## Directions for this task
Only the pictures are omitted; repeat all other data exactly.

>> Start

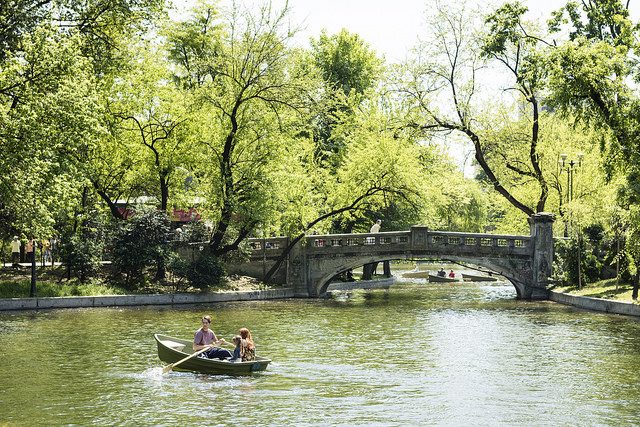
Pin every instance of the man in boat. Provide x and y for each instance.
(205, 337)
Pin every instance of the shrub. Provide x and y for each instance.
(139, 244)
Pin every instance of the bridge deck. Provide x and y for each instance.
(416, 241)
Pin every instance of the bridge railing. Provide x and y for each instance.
(320, 243)
(417, 240)
(469, 243)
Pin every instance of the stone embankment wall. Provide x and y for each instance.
(596, 304)
(134, 300)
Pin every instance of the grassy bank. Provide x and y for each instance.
(46, 288)
(602, 289)
(50, 283)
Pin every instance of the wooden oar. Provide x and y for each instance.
(173, 365)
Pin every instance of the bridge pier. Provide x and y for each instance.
(542, 255)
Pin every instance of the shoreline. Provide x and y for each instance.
(596, 304)
(46, 303)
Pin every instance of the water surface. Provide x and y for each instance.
(428, 354)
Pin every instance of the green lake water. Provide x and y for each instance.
(418, 354)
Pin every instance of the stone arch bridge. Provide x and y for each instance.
(526, 261)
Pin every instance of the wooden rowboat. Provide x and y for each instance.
(473, 278)
(434, 278)
(171, 350)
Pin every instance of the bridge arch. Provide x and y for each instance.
(323, 282)
(526, 261)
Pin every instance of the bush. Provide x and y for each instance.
(568, 254)
(139, 244)
(81, 253)
(206, 271)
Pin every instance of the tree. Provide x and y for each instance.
(249, 89)
(446, 70)
(350, 69)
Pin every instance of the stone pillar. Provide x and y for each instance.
(297, 270)
(542, 255)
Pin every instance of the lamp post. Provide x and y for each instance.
(570, 166)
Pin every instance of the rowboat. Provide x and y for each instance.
(171, 350)
(472, 278)
(434, 278)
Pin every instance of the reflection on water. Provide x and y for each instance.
(420, 353)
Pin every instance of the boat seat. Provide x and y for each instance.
(174, 345)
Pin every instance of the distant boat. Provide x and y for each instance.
(473, 278)
(434, 278)
(416, 275)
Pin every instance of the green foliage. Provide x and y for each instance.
(205, 272)
(346, 61)
(48, 288)
(138, 244)
(81, 253)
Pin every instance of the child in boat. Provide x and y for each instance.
(205, 337)
(237, 352)
(248, 347)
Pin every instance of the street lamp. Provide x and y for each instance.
(569, 166)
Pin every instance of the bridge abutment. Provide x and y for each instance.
(542, 255)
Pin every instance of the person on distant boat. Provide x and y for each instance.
(205, 337)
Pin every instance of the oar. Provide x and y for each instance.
(173, 365)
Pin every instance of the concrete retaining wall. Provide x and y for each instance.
(596, 304)
(133, 300)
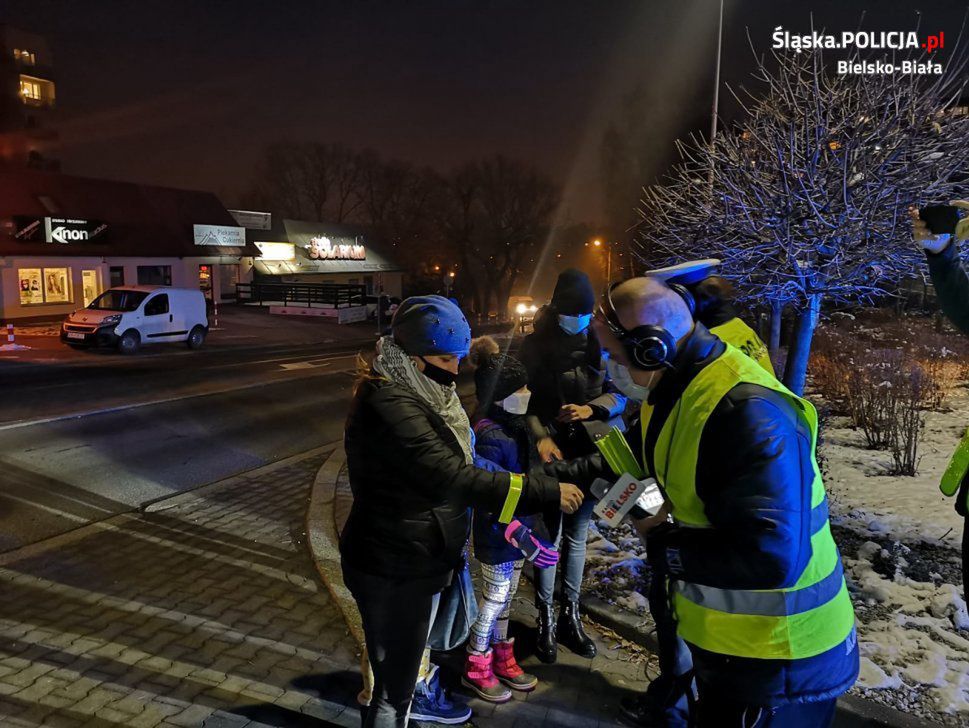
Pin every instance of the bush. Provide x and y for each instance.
(883, 391)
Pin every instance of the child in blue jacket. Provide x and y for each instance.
(503, 441)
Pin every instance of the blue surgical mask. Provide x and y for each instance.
(623, 380)
(575, 324)
(516, 403)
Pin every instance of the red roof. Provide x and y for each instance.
(142, 220)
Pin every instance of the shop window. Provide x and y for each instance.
(89, 285)
(154, 275)
(157, 306)
(44, 285)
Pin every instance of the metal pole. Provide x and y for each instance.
(716, 80)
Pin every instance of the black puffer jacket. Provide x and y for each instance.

>> End

## Full solution
Pin every instance of the man in boat. Provide x and y for each instance.
(205, 337)
Pin every instance of the shrub. Provide x and y for each instance.
(139, 244)
Pin every instance of the bridge deck. Provide x and y for each instance.
(416, 241)
Pin every instance of the bridge railing. Provide x and y for each instance.
(320, 243)
(417, 240)
(469, 243)
Pin every instance of the stone embankment wall. Provide x and y for each instance.
(596, 304)
(134, 300)
Pin every instance of the grassy bank. Provide x and y for each instance.
(46, 288)
(602, 289)
(50, 283)
Pin every instance of the wooden oar. Provide x and y for each instance.
(173, 365)
Pin every instance of the bridge pier. Provide x and y for each instance.
(542, 255)
Pin every instance of the shoreline. Provide x and y for each instance.
(596, 304)
(46, 303)
Pin every instance of the water surface. Provide x and y for each instance.
(428, 354)
Pin every instance of the green lake water. Provide x and y for each instance.
(418, 354)
Pin every instance of the stone arch bridge. Provide x and y for each instance.
(526, 261)
Pin every instance of the wooden rowboat. Provide x and y for each instance.
(473, 278)
(434, 278)
(171, 350)
Pin every instance of the bridge arch. Provide x and y for each instance.
(323, 282)
(526, 261)
Pin every instance of the bush. Provide x and y for each instance.
(568, 254)
(139, 244)
(81, 253)
(206, 271)
Pin every instance of the tree. Provide x and y for each instance.
(249, 89)
(446, 70)
(350, 69)
Pin every instance of the stone pillar. Provide x and y for each instance.
(297, 270)
(542, 255)
Pin every instance of the lamp post. Provide x and y for each instance.
(570, 166)
Pin every instance of the rowboat. Provide x and y for each instance.
(171, 350)
(472, 278)
(434, 278)
Pin every instance of the reflection on water. Provide x and y for each instance.
(420, 353)
Pin every instance of the boat seat. Provide x and y for each instance.
(174, 345)
Pin every instance of the distant boat. Provide x and y for each instance.
(473, 278)
(434, 278)
(416, 275)
Pin every instance of the green foliage. Provide x and y for each instance.
(205, 272)
(346, 61)
(48, 288)
(138, 244)
(81, 253)
Pin every instance of the child in boat. Provide x and y for each instance.
(205, 337)
(237, 352)
(248, 347)
Pin every instance of the street lamp. Provide x and y for each instance.
(569, 166)
Pin every instance of the bridge abutment. Provide x and y for each instance.
(542, 255)
Pin every instance of the person on distant boat. Provide x and y for each instance.
(205, 337)
Pin every instance of the oar. Provide x and y for each instance.
(173, 365)
Pin every instance of the concrete retaining wall. Provide x and y for each instance.
(596, 304)
(133, 300)
Pin every instance of the bush. Provide x and y for each instance.
(883, 391)
Pin every instance of the child in blue jacket. Provide x and y for each instance.
(503, 441)
Pin every instance of the blue surgical mask. Provide x and y for each instance.
(623, 380)
(575, 324)
(516, 403)
Pin every instance of the red roof. Provide x and y for each instance.
(142, 220)
Pin every instance of the shop window. Provide x and y for each instance.
(89, 285)
(154, 275)
(157, 306)
(44, 285)
Pin every instance of the metal pole. Provide x and y for each instance.
(716, 80)
Pin every instance of the black puffer jacket. Provide x and y for each instance.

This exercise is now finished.